:: EXERCISE OBJECTIVE ::
Pull out every line of the data below that contains the string "bowl". Treat the match as case-sensitive.

━━━ SUPPLIED RECORDS ━━━

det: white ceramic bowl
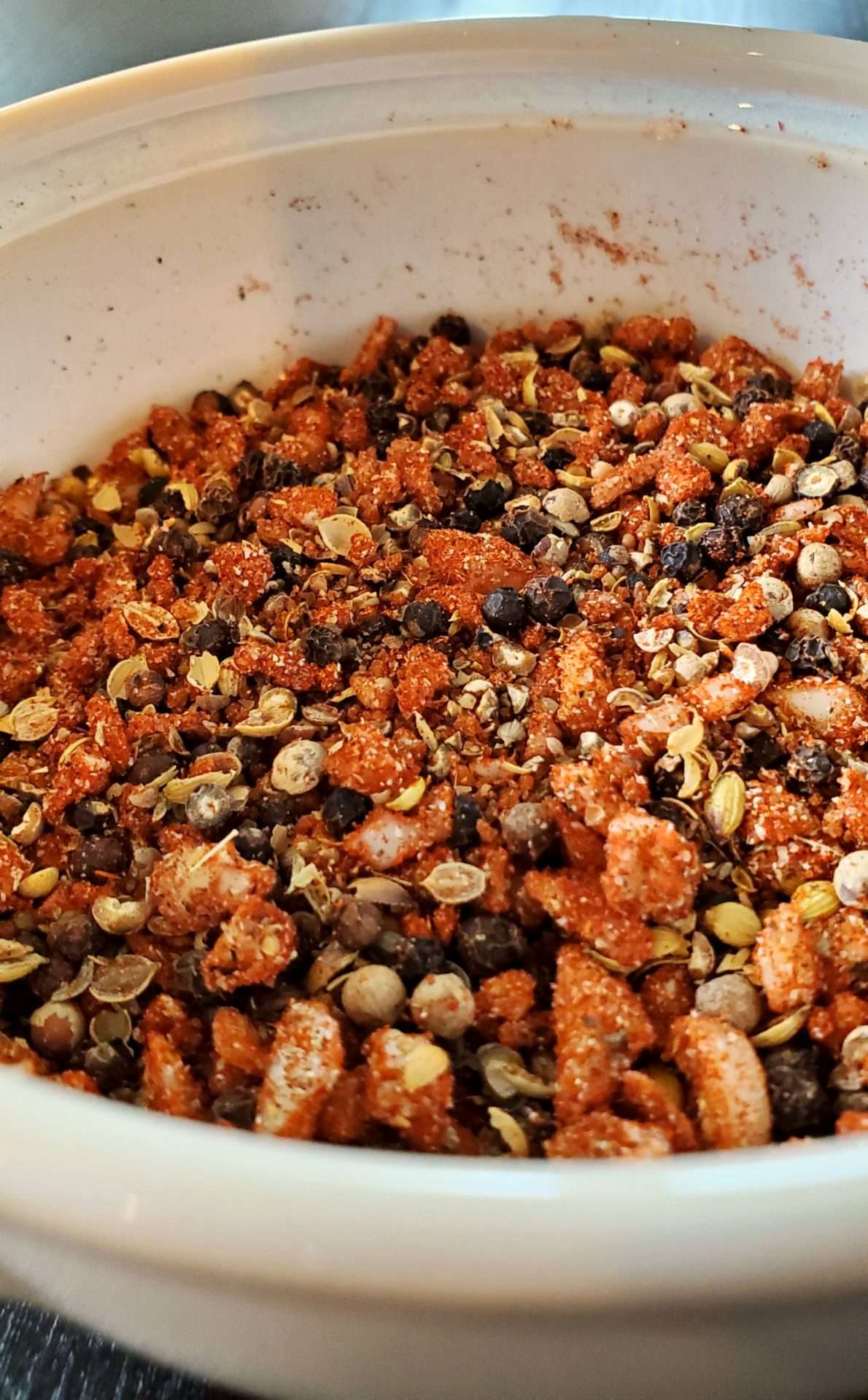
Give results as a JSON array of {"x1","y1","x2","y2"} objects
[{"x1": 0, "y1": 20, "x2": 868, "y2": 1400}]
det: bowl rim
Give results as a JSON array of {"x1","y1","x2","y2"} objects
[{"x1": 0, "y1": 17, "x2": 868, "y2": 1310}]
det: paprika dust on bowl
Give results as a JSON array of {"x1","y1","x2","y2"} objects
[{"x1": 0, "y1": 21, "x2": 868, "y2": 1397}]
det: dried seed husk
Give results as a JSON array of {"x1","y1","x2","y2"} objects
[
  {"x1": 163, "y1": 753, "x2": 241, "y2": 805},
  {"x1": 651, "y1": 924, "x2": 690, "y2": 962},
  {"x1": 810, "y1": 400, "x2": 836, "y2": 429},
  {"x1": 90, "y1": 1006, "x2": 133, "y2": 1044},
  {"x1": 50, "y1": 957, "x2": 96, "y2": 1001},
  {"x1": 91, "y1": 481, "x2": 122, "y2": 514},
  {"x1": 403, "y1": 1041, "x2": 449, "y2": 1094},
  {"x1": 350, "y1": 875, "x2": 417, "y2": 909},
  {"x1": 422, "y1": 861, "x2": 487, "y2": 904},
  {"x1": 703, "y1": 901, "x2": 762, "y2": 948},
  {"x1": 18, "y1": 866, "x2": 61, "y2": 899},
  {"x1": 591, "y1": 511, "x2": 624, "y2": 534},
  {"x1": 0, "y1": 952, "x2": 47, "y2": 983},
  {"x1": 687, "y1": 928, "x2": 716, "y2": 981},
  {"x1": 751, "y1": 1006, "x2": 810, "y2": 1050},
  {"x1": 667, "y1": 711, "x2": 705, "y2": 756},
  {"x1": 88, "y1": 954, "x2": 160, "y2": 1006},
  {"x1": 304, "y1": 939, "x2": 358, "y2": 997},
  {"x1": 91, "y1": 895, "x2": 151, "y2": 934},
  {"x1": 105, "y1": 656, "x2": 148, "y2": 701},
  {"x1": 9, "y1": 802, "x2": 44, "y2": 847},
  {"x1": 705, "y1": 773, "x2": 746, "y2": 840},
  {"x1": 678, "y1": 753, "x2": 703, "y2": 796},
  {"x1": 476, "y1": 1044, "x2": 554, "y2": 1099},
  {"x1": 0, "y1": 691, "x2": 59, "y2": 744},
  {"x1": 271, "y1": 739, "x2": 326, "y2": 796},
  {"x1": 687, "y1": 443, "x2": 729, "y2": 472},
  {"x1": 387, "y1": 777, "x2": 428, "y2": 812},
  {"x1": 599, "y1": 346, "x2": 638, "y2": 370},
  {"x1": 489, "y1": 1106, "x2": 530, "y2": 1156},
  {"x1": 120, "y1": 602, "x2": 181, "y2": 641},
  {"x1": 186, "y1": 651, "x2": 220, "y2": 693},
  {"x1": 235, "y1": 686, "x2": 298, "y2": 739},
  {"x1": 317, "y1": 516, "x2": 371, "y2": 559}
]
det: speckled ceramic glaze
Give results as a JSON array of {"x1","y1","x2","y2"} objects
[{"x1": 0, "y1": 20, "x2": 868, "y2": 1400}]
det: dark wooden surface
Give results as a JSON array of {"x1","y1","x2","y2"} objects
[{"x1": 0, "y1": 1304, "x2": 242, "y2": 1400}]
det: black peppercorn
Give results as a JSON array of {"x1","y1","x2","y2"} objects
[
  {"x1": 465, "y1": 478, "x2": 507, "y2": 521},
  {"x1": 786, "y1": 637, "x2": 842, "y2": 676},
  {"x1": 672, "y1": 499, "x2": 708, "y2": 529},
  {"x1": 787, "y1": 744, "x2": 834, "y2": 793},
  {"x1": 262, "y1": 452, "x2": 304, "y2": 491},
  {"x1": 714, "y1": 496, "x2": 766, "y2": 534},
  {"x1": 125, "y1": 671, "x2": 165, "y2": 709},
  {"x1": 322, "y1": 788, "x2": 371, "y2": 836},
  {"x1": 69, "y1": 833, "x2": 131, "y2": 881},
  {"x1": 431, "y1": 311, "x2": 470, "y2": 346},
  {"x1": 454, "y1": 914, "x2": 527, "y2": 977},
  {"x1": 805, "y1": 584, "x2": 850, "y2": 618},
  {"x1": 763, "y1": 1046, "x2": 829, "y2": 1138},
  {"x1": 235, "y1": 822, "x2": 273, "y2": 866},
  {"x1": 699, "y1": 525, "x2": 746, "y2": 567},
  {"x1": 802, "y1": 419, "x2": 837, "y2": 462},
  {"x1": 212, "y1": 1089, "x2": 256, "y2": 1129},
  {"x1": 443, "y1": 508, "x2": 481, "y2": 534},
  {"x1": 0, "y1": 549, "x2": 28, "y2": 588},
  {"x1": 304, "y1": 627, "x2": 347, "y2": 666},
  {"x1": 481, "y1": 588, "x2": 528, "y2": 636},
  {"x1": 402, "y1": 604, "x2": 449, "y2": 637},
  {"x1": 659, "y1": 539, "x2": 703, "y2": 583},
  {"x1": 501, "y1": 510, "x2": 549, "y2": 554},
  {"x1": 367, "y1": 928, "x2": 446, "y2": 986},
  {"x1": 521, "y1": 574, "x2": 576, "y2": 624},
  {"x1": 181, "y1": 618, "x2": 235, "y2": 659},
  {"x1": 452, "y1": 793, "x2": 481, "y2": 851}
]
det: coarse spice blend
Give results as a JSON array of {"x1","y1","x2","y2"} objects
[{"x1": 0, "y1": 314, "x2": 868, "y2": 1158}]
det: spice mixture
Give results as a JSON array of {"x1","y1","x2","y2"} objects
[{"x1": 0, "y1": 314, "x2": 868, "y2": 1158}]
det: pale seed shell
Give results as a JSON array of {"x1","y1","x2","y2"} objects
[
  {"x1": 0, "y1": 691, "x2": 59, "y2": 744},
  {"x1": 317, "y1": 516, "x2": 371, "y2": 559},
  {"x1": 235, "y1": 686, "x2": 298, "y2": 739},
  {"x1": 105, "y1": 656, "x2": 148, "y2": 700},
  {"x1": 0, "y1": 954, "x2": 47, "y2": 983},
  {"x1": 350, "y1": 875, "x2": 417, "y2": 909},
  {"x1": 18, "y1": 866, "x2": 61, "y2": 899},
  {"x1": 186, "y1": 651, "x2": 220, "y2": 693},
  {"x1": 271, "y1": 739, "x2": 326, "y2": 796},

━━━

:: TASK RESULT ::
det: white ceramic bowl
det: bowl rim
det: paprika dust on bowl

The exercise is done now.